◆ Your instructions: Exactly as written, give back every record below.

####

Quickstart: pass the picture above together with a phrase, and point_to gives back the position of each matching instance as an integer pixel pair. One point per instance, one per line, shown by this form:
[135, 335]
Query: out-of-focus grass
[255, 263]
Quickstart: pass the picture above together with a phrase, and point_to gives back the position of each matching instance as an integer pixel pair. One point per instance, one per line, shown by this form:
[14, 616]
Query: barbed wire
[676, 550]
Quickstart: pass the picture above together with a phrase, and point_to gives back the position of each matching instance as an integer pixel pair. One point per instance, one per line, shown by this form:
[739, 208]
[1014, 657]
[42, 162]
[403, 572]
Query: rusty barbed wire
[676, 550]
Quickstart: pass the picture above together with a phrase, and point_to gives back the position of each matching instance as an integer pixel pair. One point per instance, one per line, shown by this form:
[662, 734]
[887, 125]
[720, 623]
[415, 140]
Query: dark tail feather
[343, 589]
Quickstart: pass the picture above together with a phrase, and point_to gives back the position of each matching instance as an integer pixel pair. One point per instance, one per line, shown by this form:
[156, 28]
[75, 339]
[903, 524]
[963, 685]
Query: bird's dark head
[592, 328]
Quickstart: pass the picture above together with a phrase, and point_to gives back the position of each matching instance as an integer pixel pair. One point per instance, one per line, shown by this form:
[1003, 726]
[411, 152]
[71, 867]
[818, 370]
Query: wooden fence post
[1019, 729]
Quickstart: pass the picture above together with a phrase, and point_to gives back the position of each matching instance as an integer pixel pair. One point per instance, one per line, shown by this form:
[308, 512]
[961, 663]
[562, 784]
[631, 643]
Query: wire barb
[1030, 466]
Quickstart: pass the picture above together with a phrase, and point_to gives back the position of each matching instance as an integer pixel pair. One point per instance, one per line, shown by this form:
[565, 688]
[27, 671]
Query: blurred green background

####

◆ Task result:
Quickstart: pass the picture above together with a phrase, and point_to gives back the position of each matching instance as an integer pixel pair. One point per instance, one per line, shown by this form:
[135, 335]
Query: out-of-focus grass
[255, 263]
Quickstart: pass the picture above together with a phrase, and point_to gives back the position of each matching instance as an integer pixel pair. One point per instance, one per line, shown by this form:
[14, 616]
Query: barbed wire
[676, 550]
Quickstart: pass the picture above together with a phrase, and point_to gives back the position of each matching instance as an integer pixel pair. One point per instance, one per line, shown by this form:
[739, 208]
[1014, 657]
[42, 162]
[403, 572]
Query: rusty barbed wire
[676, 550]
Quickstart: pass the picture above together with a phrase, and point_to gives back the position of each matching instance as an integer pixel pair. One point per instance, one per line, shown by this form:
[662, 734]
[887, 125]
[720, 623]
[415, 140]
Query: dark tail feather
[343, 589]
Quickstart: pass the picture above together with a phrase, and point_to gives back the position of each matching instance as an integer pixel pair. One point per instance, one per line, shown by this form:
[156, 28]
[75, 339]
[903, 524]
[963, 685]
Query: bird's dark head
[592, 328]
Quickstart: pass the picture above together with a phrase, and point_to gives back the position of each matching instance as an integer pixel pair. One point per instance, one per line, shown by this form:
[1003, 726]
[411, 152]
[71, 867]
[818, 370]
Query: wooden fence post
[1019, 729]
Quickstart: pass the picture above together with a phrase, and point_to gives back the position of each matching instance as an integer pixel pair. One point per instance, one per line, shown by this form:
[308, 512]
[961, 663]
[562, 784]
[631, 643]
Query: wire barb
[1030, 466]
Quickstart: pass the picture above together with a phrase, and point_to gives back the position of each matching instance as an integer pixel pair. One point per instance, one per line, shown by this form:
[565, 688]
[27, 671]
Query: blurred green background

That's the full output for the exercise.